### Directions for this task
For each line below, print it again exactly as shown.

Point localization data
....................
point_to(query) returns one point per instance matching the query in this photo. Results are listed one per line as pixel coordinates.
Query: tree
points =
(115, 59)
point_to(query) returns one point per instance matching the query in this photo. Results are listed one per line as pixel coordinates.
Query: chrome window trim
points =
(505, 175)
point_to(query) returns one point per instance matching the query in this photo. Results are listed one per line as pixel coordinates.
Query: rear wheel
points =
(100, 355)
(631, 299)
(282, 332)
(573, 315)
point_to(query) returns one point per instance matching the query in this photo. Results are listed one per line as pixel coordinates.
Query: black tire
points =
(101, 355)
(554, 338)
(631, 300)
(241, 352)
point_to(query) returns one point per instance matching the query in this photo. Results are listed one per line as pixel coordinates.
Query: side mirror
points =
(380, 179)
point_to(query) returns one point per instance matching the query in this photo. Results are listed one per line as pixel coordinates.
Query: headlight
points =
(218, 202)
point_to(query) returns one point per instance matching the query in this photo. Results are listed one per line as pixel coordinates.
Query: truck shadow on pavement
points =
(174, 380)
....................
### Task response
point_to(query) returns one point per instance matching the query in this photo. Results are listed one per line as pixel coordinates.
Query: tree
points =
(115, 59)
point_to(query) returns one point per instance matching the query in this photo. Results are listed one per line as pixel coordinates.
Query: chrome window trim
points =
(505, 175)
point_to(query) returns one point per instance matching the query in this photo. Results are listed one per line as pixel coordinates.
Query: rear wheel
points =
(100, 355)
(631, 299)
(282, 332)
(573, 315)
point_to(query) returns one point per instance matching the query in this photo. Results are listed one per line as pixel coordinates.
Query: black tire
points =
(101, 355)
(554, 338)
(631, 300)
(241, 352)
point_to(query) returns one point per instance matching the query in this photo. Results are listed one per line as pixel coordinates.
Query: side mirror
points =
(380, 179)
point_to(query) returns one point per instance matching the query in this photo. Results are listed one per line as pixel coordinates.
Query: headlight
points =
(218, 202)
point_to(query) returns one point per instance matching the query in this photo. Results are listed one per line as pixel coordinates.
Query: truck shadow on pavement
points =
(174, 380)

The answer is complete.